What to work on:
Could you reproduce the article on The Half of It from the words "And while the" through "all over it.", swapping "camaraderie" for "bond"?

---------- Text segment

We’re Here for Netflix’s Queer Teen Rom-Com The Half of It
Give us all the queer romantic comedies please and thank you.
If you liked To All The Boys I’ve Loved Before and Love, Simon, chances are you’ll want to tune into Netflix’s latest teen romantic comedy, The Half of It. The film, which takes inspiration from the classic Cyrano de Bergerac, follows shy teen Ellie Chu (Nancy Drew‘s Leah Lewis) who earns extra cash writing essays for her classmates in the small town of Squahamish.
Ellie’s life changes when popular jock Paul (Daniel Diemer) recruits her to write love letters to his crush Aster (Alexxis Lemire). But the plot thickens when Ellie realizes that she’s crushing on Aster as well. The film is written and directed by Alice Wu, whose first film Saving Face is easily one of the best queer rom-coms of the 2000s (and one of the few Asian-American queer rom-coms at that). Seriously, if you haven’t seen Saving Face, stop what you’re doing and get into it.
And while the film is being billed as a rom-com, the emphasis seems to be on the friendship between Ellie and Paul. While the “straight girl/gay guy” friendship has been explored in series and films from Will & Grace to G.B.F., we rarely see the same camaraderie between straight dudes and queer women. If this film kicks off the gay girl/straight boy buddy comedy, then I am all over it.

--------------------
---------- Given entries

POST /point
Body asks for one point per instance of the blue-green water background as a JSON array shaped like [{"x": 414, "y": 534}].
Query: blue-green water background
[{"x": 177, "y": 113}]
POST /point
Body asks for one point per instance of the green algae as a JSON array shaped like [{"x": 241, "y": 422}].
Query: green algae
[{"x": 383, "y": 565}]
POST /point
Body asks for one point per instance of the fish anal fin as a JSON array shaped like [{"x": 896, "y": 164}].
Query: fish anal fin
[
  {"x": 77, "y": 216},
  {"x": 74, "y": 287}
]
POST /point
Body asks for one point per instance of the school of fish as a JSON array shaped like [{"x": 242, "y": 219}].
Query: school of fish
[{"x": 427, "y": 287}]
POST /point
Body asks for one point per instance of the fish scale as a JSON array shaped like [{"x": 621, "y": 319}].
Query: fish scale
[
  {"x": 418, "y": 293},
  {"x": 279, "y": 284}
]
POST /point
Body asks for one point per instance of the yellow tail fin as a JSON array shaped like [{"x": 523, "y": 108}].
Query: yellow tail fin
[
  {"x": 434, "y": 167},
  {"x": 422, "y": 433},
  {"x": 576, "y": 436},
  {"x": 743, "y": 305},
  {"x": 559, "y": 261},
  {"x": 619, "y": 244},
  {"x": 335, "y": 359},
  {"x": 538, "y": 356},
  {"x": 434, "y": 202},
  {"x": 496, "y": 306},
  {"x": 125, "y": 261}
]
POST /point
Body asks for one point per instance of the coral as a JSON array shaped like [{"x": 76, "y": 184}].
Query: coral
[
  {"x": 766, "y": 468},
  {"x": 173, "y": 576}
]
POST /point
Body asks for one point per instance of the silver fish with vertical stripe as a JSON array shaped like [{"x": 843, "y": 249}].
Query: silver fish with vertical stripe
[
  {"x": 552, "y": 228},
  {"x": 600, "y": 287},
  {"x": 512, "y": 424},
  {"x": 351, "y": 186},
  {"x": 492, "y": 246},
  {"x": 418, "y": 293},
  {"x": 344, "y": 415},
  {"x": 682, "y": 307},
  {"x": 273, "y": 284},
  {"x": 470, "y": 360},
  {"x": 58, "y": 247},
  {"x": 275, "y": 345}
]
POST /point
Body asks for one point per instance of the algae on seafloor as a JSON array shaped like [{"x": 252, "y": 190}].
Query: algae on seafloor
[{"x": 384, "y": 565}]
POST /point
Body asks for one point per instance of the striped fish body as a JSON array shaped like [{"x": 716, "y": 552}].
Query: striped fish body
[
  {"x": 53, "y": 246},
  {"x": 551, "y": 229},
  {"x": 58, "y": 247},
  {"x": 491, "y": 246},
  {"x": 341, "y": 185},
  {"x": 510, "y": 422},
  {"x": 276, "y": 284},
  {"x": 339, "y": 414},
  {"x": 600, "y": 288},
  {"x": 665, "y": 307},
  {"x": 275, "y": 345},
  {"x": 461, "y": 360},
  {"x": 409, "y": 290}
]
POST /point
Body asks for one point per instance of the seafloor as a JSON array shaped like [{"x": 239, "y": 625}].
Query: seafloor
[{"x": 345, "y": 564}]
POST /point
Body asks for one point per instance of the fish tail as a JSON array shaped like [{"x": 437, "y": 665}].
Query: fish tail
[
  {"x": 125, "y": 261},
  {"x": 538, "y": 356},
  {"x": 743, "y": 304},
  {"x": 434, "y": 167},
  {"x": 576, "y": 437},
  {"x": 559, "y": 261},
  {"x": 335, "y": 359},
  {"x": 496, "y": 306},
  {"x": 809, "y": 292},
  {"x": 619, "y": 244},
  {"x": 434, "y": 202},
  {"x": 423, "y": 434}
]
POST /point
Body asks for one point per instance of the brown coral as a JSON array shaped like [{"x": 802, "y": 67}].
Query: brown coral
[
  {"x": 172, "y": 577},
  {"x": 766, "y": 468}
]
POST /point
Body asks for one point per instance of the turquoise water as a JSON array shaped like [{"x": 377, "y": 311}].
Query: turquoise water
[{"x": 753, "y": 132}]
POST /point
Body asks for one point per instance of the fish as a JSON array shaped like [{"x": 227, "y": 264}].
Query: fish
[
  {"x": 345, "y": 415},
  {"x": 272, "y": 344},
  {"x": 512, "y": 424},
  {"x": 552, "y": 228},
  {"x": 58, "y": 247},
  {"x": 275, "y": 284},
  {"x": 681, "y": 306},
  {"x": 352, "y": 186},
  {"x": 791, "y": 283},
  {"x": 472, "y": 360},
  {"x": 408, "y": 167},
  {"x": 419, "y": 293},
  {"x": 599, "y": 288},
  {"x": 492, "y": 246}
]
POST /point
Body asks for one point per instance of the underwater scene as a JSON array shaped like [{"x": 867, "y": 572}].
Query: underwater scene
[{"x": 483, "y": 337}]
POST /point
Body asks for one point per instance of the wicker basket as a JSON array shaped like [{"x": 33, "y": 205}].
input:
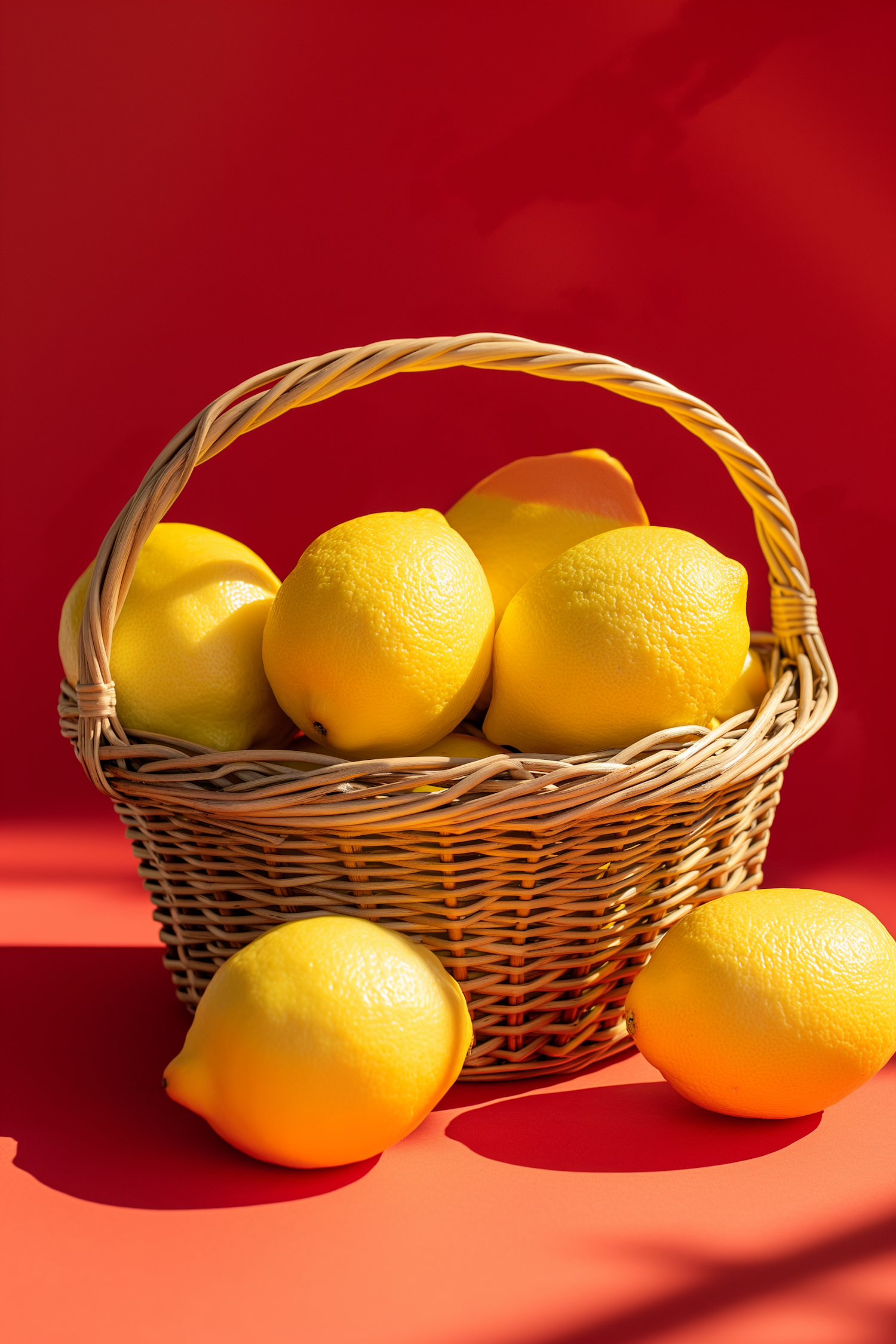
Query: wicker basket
[{"x": 543, "y": 883}]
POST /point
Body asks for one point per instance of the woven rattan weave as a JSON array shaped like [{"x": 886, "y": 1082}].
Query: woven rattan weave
[{"x": 542, "y": 882}]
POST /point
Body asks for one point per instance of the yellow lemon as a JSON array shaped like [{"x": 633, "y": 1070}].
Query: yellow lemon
[
  {"x": 748, "y": 690},
  {"x": 464, "y": 745},
  {"x": 381, "y": 639},
  {"x": 323, "y": 1042},
  {"x": 524, "y": 515},
  {"x": 630, "y": 632},
  {"x": 187, "y": 648},
  {"x": 769, "y": 1003}
]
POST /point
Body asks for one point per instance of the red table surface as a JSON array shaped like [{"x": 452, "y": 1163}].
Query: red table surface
[
  {"x": 194, "y": 192},
  {"x": 598, "y": 1208}
]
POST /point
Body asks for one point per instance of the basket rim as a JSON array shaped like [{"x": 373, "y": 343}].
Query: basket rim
[{"x": 258, "y": 787}]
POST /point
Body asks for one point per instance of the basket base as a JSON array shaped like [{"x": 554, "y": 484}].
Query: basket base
[{"x": 543, "y": 932}]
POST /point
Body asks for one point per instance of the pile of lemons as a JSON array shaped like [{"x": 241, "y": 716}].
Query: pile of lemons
[
  {"x": 542, "y": 613},
  {"x": 542, "y": 608}
]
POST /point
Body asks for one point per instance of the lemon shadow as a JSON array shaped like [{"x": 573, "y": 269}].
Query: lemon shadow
[{"x": 90, "y": 1031}]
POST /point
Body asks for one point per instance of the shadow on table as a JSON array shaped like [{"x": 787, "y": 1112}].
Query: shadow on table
[
  {"x": 89, "y": 1033},
  {"x": 723, "y": 1288},
  {"x": 621, "y": 1128}
]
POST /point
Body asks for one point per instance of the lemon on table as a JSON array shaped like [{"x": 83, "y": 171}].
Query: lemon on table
[
  {"x": 769, "y": 1003},
  {"x": 464, "y": 745},
  {"x": 187, "y": 648},
  {"x": 524, "y": 515},
  {"x": 381, "y": 639},
  {"x": 627, "y": 633},
  {"x": 323, "y": 1044}
]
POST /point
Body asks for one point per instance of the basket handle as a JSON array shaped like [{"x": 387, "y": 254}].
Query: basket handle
[{"x": 306, "y": 381}]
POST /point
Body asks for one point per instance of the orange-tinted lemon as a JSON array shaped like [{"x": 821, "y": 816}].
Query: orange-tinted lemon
[
  {"x": 748, "y": 690},
  {"x": 769, "y": 1003}
]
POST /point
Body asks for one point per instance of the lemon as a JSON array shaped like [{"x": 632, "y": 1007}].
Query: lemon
[
  {"x": 381, "y": 639},
  {"x": 323, "y": 1042},
  {"x": 748, "y": 690},
  {"x": 464, "y": 745},
  {"x": 187, "y": 648},
  {"x": 524, "y": 515},
  {"x": 627, "y": 633},
  {"x": 769, "y": 1003}
]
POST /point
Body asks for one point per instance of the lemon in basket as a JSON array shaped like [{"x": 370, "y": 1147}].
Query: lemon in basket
[
  {"x": 323, "y": 1044},
  {"x": 748, "y": 690},
  {"x": 769, "y": 1003},
  {"x": 381, "y": 639},
  {"x": 187, "y": 648},
  {"x": 524, "y": 515},
  {"x": 630, "y": 632}
]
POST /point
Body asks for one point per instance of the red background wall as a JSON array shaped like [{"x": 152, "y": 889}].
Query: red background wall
[{"x": 198, "y": 191}]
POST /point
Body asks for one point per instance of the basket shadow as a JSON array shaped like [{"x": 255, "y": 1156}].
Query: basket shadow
[
  {"x": 622, "y": 1128},
  {"x": 89, "y": 1033}
]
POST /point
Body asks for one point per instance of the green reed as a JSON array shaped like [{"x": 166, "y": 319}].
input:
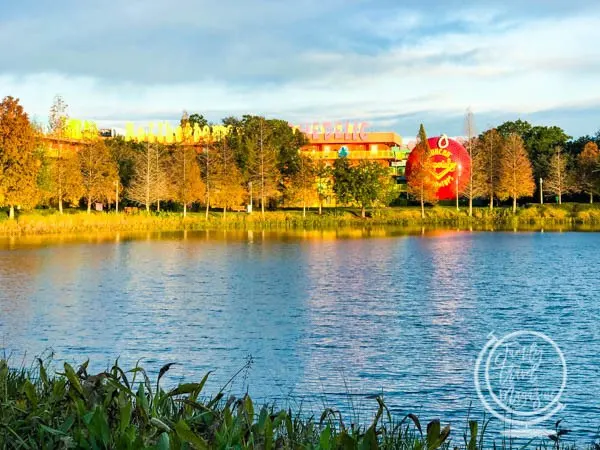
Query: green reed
[{"x": 118, "y": 409}]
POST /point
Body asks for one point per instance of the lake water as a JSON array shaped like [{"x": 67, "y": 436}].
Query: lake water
[{"x": 331, "y": 318}]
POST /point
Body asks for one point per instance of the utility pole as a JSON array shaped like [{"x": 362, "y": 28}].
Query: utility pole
[
  {"x": 262, "y": 172},
  {"x": 458, "y": 173}
]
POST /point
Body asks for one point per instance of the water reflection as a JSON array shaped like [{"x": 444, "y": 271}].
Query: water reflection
[{"x": 324, "y": 313}]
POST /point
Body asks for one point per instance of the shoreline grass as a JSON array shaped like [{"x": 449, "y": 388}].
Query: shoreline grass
[
  {"x": 127, "y": 410},
  {"x": 50, "y": 222}
]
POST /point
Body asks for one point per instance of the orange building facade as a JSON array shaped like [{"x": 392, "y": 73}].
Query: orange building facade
[{"x": 356, "y": 144}]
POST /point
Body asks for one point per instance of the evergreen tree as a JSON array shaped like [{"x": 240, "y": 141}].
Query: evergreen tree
[{"x": 587, "y": 170}]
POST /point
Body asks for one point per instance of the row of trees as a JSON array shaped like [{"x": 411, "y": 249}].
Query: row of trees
[
  {"x": 517, "y": 160},
  {"x": 259, "y": 162}
]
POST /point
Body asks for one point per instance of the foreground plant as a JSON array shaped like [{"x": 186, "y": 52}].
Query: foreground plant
[{"x": 115, "y": 409}]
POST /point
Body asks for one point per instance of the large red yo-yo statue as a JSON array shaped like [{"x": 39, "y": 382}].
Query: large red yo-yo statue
[{"x": 450, "y": 162}]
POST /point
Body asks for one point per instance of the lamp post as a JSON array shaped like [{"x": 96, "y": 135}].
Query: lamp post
[{"x": 458, "y": 173}]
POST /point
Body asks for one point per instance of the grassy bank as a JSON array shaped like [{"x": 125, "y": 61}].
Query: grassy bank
[
  {"x": 126, "y": 410},
  {"x": 50, "y": 222}
]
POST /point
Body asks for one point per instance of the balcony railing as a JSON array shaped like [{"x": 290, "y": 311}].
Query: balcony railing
[{"x": 358, "y": 154}]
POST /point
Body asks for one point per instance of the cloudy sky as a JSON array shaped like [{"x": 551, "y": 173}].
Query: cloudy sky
[{"x": 393, "y": 63}]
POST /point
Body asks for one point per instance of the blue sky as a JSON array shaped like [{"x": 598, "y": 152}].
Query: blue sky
[{"x": 391, "y": 63}]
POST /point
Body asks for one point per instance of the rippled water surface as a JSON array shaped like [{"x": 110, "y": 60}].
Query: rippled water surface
[{"x": 326, "y": 317}]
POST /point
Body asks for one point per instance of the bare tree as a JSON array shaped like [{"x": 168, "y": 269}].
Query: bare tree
[
  {"x": 485, "y": 165},
  {"x": 149, "y": 182},
  {"x": 470, "y": 133},
  {"x": 516, "y": 173},
  {"x": 65, "y": 182},
  {"x": 98, "y": 172},
  {"x": 264, "y": 170}
]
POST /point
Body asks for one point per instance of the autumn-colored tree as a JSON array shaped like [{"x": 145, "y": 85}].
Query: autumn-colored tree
[
  {"x": 263, "y": 161},
  {"x": 65, "y": 183},
  {"x": 186, "y": 182},
  {"x": 558, "y": 180},
  {"x": 516, "y": 173},
  {"x": 19, "y": 165},
  {"x": 149, "y": 183},
  {"x": 324, "y": 175},
  {"x": 371, "y": 186},
  {"x": 303, "y": 187},
  {"x": 228, "y": 187},
  {"x": 187, "y": 186},
  {"x": 487, "y": 154},
  {"x": 587, "y": 170},
  {"x": 471, "y": 150},
  {"x": 98, "y": 172},
  {"x": 419, "y": 180}
]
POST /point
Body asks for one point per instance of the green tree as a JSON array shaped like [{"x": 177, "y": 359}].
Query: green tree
[
  {"x": 371, "y": 185},
  {"x": 19, "y": 165},
  {"x": 99, "y": 173},
  {"x": 587, "y": 170},
  {"x": 540, "y": 143},
  {"x": 420, "y": 184},
  {"x": 303, "y": 187},
  {"x": 518, "y": 127},
  {"x": 516, "y": 173},
  {"x": 197, "y": 119},
  {"x": 342, "y": 180},
  {"x": 324, "y": 180}
]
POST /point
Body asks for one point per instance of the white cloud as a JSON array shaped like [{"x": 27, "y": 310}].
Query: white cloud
[{"x": 518, "y": 67}]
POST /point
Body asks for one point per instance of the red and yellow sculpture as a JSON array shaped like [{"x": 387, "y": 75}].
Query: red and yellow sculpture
[{"x": 450, "y": 166}]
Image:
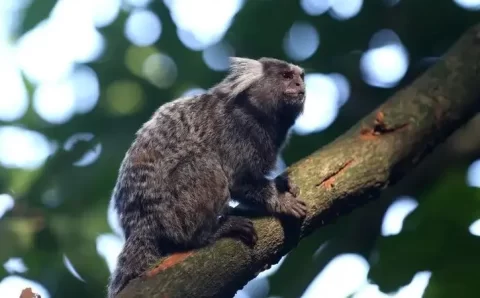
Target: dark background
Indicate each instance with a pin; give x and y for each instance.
(59, 204)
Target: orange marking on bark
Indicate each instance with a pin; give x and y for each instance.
(169, 262)
(330, 179)
(379, 128)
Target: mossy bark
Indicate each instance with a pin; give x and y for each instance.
(343, 175)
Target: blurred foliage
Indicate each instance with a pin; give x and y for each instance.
(435, 236)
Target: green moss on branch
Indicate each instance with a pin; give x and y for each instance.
(347, 173)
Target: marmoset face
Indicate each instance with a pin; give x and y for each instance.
(282, 85)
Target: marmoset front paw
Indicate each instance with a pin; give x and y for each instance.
(290, 205)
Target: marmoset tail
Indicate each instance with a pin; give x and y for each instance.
(195, 153)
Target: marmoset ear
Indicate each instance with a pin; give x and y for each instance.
(242, 73)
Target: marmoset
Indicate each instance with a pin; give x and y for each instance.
(195, 153)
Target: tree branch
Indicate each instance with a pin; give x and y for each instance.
(343, 175)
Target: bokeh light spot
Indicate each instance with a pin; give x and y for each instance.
(387, 62)
(301, 41)
(86, 89)
(216, 57)
(55, 102)
(473, 174)
(13, 94)
(143, 27)
(109, 247)
(15, 265)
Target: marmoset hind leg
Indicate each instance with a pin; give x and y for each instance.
(278, 196)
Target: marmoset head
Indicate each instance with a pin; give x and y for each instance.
(270, 85)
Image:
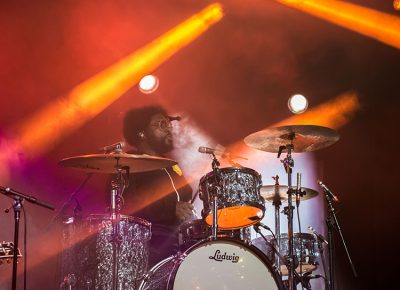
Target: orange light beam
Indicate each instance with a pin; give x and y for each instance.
(375, 24)
(44, 129)
(333, 114)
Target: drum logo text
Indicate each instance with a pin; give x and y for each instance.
(220, 257)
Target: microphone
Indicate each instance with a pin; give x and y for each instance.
(328, 191)
(174, 118)
(117, 147)
(260, 224)
(319, 236)
(207, 150)
(223, 153)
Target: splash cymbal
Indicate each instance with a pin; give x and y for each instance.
(305, 138)
(109, 163)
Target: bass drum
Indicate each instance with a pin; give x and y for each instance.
(214, 265)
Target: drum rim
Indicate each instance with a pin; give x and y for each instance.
(123, 217)
(232, 169)
(180, 258)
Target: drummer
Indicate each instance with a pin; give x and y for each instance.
(151, 195)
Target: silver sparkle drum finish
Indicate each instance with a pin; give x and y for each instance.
(87, 257)
(239, 201)
(192, 232)
(214, 265)
(305, 249)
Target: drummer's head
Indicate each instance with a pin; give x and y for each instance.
(149, 129)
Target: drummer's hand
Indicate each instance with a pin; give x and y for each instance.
(184, 210)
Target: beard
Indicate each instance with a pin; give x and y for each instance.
(162, 145)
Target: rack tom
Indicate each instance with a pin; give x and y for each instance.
(239, 201)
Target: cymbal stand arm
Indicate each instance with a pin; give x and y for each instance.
(116, 239)
(216, 192)
(277, 203)
(332, 222)
(288, 163)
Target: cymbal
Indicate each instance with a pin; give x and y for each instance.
(305, 138)
(268, 193)
(109, 163)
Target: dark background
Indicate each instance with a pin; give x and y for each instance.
(233, 80)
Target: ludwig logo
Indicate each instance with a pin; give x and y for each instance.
(220, 257)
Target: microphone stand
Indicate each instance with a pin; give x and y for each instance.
(214, 226)
(18, 199)
(288, 163)
(332, 222)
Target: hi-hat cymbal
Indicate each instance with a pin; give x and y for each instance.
(109, 163)
(268, 193)
(305, 138)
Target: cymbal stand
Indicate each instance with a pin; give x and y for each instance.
(300, 279)
(288, 163)
(215, 194)
(18, 200)
(117, 188)
(277, 203)
(332, 223)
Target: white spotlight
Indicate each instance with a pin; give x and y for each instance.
(297, 104)
(148, 84)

--------------------

Solution for this exercise:
And while the film is being billed as a rom-com, the emphasis seems to be on the friendship between Ellie and Paul. While the “straight girl/gay guy” friendship has been explored in series and films from Will & Grace to G.B.F., we rarely see the same bond between straight dudes and queer women. If this film kicks off the gay girl/straight boy buddy comedy, then I am all over it.